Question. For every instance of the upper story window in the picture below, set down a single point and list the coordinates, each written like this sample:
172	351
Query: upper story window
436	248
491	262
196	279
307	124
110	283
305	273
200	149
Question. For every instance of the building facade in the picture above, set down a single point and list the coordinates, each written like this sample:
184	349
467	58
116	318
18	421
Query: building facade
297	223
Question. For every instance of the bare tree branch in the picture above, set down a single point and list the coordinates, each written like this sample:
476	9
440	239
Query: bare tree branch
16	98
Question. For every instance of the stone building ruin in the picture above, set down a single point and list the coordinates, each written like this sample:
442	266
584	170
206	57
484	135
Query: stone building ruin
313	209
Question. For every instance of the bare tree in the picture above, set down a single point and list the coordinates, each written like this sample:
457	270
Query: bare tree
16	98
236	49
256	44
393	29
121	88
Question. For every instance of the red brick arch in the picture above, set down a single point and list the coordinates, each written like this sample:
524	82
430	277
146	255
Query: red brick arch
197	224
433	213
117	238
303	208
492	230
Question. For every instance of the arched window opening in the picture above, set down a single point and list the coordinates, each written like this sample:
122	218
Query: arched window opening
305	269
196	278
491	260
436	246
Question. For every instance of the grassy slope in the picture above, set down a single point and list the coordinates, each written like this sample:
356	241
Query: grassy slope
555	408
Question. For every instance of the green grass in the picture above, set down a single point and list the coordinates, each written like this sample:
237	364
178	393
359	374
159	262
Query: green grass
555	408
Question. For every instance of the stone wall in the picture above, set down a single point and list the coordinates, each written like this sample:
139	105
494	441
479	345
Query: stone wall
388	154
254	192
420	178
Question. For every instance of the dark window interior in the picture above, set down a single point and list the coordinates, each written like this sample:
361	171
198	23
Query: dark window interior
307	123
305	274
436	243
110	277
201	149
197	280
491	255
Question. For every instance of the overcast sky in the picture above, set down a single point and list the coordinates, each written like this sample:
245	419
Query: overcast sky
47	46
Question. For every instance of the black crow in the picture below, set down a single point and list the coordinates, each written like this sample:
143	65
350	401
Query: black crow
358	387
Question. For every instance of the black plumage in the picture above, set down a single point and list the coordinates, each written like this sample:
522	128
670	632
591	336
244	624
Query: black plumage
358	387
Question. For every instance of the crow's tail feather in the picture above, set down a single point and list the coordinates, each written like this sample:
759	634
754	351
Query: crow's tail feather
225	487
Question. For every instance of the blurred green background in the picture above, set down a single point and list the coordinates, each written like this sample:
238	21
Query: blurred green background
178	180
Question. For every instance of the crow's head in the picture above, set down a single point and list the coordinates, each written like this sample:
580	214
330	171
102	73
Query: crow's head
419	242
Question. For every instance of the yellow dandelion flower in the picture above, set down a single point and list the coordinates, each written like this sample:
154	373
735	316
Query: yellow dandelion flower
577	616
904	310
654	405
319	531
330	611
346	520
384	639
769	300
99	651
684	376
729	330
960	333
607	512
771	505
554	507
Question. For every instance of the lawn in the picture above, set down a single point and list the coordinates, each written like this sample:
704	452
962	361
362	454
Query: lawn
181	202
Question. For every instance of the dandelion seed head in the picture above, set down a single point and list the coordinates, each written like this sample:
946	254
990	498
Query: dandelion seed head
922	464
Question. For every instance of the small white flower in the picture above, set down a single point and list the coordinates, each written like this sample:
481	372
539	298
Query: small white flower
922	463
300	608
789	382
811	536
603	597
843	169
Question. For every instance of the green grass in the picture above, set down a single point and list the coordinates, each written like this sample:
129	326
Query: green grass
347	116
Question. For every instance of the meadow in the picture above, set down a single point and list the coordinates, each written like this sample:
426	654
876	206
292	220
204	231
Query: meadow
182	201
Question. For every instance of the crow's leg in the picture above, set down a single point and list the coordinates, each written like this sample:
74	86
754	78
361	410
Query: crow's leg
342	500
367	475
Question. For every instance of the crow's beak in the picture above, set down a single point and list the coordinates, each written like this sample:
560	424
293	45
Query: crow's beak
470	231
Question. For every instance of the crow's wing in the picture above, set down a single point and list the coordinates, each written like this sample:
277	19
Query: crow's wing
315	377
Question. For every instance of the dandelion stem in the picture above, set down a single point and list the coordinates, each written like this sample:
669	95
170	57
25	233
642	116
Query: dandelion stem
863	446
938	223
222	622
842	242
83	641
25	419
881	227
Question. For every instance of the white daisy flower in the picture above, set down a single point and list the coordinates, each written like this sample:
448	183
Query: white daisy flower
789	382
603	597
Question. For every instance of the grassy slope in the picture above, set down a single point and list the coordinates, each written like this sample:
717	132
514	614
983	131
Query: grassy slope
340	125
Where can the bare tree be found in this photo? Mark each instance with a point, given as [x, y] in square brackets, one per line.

○ ○ ○

**WORK INSTRUCTIONS**
Among the entries above, tally each line with the string "below" and state that figure only.

**EXPECTED OUTPUT**
2